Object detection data

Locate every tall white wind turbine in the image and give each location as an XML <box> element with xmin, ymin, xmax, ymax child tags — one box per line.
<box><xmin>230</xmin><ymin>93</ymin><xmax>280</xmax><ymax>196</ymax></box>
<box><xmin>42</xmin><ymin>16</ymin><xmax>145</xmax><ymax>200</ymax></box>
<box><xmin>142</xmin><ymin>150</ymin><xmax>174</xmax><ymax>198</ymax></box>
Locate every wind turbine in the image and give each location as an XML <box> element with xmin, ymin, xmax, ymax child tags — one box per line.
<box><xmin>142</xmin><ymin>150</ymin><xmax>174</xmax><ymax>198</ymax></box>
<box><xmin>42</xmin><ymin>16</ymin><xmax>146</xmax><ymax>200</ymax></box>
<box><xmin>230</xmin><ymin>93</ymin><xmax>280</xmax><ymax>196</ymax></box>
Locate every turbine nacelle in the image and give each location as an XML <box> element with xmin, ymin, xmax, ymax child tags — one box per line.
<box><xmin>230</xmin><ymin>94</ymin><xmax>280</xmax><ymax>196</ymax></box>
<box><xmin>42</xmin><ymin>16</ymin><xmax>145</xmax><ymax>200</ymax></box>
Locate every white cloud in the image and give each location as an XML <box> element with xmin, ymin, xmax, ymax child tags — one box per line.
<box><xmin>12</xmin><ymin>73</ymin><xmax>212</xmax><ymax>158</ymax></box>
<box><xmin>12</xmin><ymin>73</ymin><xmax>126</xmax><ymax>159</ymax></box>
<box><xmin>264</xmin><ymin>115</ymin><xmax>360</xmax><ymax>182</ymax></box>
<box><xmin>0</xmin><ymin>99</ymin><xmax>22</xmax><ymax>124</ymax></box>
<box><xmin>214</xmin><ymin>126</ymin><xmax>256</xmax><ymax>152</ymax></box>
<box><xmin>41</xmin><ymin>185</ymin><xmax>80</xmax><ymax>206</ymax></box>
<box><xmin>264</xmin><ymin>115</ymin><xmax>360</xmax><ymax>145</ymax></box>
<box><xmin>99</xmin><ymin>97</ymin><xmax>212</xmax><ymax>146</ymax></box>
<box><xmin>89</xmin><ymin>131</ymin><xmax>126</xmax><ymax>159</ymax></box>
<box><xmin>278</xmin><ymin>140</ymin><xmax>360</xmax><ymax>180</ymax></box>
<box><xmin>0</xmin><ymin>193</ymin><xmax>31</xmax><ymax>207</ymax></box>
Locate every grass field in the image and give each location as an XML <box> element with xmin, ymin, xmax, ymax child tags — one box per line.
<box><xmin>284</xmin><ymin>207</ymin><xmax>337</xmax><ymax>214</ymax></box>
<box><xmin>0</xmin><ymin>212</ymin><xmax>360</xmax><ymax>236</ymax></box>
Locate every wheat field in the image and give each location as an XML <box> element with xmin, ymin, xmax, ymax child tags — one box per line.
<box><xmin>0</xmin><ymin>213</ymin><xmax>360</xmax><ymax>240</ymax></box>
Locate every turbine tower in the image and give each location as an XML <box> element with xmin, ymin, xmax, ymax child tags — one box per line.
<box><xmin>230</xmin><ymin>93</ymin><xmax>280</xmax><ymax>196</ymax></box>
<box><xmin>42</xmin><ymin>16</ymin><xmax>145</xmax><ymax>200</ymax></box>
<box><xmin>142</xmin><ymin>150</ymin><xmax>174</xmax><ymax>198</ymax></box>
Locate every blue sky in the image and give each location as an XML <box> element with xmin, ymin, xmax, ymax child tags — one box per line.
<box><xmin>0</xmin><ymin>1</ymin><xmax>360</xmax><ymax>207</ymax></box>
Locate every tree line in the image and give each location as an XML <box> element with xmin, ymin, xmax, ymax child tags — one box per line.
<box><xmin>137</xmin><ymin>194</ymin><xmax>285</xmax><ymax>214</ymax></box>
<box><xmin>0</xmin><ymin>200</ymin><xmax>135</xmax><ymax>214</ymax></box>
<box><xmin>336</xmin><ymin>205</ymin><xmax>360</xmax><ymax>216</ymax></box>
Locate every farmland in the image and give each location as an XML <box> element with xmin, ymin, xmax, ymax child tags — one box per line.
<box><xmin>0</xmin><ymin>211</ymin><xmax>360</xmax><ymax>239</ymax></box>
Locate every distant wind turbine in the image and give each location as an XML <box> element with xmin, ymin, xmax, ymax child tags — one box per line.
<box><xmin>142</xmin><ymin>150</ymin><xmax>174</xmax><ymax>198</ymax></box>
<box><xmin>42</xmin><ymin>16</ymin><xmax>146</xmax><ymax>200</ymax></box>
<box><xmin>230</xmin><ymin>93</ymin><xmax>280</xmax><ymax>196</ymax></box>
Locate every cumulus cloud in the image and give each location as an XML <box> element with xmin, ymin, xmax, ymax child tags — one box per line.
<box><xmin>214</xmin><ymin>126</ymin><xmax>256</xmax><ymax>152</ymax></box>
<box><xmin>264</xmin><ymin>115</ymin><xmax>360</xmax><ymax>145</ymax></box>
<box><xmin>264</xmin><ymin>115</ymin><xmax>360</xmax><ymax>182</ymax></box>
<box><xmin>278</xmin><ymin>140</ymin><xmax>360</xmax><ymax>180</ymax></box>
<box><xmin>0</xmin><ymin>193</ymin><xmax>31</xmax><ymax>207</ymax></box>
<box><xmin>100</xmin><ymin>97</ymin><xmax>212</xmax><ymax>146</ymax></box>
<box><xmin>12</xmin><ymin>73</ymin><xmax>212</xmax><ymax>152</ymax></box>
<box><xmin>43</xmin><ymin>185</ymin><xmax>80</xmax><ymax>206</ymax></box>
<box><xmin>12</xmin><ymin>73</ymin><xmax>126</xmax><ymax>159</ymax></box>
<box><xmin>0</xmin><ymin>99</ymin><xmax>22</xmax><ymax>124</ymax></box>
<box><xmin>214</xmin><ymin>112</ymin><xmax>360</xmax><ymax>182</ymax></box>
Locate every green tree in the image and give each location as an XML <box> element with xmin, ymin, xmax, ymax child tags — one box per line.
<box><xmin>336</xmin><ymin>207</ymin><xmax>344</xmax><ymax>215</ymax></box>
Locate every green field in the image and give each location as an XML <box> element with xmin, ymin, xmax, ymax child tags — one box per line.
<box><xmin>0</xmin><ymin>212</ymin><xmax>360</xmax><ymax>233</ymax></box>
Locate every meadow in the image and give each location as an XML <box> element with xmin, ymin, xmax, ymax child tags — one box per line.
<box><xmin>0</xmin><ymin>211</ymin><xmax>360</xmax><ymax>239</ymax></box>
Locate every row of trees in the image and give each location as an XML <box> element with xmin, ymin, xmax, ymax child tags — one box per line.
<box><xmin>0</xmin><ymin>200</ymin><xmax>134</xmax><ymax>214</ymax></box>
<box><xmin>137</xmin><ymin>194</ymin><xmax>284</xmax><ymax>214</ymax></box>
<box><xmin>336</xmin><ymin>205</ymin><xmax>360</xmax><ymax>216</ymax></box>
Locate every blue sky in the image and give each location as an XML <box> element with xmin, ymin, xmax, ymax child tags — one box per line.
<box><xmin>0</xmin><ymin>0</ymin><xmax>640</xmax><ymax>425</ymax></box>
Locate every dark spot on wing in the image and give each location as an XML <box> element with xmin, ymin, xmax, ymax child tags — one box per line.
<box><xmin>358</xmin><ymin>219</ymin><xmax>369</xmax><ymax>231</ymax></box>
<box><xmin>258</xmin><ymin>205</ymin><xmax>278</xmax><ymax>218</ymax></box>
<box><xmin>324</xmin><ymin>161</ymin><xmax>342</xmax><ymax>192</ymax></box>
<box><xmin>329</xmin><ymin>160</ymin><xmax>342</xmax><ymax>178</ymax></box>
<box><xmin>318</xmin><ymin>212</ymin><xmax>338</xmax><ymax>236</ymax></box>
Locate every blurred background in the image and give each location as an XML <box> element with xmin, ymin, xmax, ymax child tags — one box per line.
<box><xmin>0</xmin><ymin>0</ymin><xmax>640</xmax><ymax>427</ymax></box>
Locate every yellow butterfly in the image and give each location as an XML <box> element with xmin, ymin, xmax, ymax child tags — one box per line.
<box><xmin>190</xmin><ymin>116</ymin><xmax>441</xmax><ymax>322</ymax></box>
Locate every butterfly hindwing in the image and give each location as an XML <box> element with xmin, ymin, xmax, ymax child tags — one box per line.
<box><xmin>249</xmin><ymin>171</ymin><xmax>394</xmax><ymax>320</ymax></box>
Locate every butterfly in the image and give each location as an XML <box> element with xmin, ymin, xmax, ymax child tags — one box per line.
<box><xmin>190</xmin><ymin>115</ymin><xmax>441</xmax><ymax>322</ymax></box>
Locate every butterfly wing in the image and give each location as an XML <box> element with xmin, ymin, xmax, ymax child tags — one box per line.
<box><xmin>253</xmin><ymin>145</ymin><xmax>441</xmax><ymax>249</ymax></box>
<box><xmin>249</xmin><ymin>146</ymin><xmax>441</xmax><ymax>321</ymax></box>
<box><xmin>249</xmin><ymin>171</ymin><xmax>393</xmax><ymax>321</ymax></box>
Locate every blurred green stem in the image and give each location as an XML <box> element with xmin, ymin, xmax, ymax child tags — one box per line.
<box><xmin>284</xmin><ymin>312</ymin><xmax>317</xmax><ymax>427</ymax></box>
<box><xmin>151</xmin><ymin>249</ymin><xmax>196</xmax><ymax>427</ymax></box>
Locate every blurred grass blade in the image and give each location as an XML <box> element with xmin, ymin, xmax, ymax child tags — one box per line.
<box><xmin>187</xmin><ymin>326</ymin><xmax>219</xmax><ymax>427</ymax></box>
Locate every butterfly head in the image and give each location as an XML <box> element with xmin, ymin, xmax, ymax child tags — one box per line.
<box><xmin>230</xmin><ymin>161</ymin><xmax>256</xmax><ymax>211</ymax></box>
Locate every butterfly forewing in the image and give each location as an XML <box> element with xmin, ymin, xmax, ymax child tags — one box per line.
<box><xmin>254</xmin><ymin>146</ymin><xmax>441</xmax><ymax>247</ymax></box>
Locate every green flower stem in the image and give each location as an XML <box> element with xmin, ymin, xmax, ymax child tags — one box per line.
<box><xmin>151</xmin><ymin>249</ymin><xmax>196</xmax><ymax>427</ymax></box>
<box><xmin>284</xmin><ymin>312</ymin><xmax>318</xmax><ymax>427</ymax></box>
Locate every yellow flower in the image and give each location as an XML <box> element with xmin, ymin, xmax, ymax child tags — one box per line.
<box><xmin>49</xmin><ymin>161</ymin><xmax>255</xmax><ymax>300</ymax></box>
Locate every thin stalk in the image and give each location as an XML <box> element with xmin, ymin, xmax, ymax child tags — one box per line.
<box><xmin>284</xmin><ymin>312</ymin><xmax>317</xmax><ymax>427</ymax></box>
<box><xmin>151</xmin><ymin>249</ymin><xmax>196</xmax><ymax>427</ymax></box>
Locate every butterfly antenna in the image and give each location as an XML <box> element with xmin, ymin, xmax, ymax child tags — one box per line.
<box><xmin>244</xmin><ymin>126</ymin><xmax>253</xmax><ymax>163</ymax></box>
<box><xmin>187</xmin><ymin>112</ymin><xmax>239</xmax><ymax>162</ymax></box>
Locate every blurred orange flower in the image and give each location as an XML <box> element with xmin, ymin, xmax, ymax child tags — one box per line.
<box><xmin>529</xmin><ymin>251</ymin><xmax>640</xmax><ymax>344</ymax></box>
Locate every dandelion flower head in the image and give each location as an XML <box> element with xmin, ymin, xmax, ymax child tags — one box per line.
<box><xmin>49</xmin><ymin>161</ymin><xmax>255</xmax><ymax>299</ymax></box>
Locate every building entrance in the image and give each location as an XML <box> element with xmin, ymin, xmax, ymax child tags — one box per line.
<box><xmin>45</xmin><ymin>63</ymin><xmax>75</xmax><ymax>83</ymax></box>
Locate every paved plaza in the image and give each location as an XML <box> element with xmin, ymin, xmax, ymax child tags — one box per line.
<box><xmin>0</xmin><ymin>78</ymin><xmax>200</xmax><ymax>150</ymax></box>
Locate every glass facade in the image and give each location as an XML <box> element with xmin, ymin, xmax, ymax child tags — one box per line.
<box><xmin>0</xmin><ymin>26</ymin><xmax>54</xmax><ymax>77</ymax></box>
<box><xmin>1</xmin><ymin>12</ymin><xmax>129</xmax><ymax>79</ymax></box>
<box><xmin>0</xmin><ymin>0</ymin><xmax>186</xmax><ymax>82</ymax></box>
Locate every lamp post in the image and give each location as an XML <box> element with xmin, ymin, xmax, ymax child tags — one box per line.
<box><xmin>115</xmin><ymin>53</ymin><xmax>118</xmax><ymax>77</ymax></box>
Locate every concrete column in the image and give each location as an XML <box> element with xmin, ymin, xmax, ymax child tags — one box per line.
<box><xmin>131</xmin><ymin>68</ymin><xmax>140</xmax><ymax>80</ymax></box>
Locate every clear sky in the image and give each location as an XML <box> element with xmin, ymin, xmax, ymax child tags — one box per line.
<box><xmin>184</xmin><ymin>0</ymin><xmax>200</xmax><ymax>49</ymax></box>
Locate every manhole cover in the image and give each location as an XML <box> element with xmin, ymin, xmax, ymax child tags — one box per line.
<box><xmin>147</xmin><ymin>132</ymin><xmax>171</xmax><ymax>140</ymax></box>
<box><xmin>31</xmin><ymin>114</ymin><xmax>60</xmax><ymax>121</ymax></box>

_Problem statement_
Return every line without changes, from the line containing "Locate every paved" through the last line of the records, including both ends.

_Written response_
Locate every paved plaza in the image and give each location as an XML <box> element with xmin, ymin, xmax, ymax child tags — one box per line.
<box><xmin>0</xmin><ymin>78</ymin><xmax>200</xmax><ymax>150</ymax></box>
Locate every glass facade in the image and give each location as an XML <box> element with xmin, ymin, xmax, ymax child tags — one box per line.
<box><xmin>0</xmin><ymin>26</ymin><xmax>54</xmax><ymax>77</ymax></box>
<box><xmin>1</xmin><ymin>12</ymin><xmax>129</xmax><ymax>79</ymax></box>
<box><xmin>0</xmin><ymin>0</ymin><xmax>186</xmax><ymax>82</ymax></box>
Locate every lamp post in the image and give each location as an XML <box> element with xmin, ymin, xmax, ymax child tags — one box per line.
<box><xmin>115</xmin><ymin>53</ymin><xmax>118</xmax><ymax>77</ymax></box>
Locate every concrete column in the image and give each location as an XML <box> element with xmin, ymin, xmax, ymax child tags — one box per line.
<box><xmin>131</xmin><ymin>68</ymin><xmax>140</xmax><ymax>80</ymax></box>
Locate every clear sky in the image and give each location as an XML <box> element with xmin, ymin, xmax, ymax child tags — one box per line.
<box><xmin>184</xmin><ymin>0</ymin><xmax>200</xmax><ymax>49</ymax></box>
Locate every manhole cover in the image and give each location as an XML <box> element with xmin, ymin, xmax, ymax child tags — one box per line.
<box><xmin>147</xmin><ymin>132</ymin><xmax>171</xmax><ymax>140</ymax></box>
<box><xmin>31</xmin><ymin>114</ymin><xmax>60</xmax><ymax>121</ymax></box>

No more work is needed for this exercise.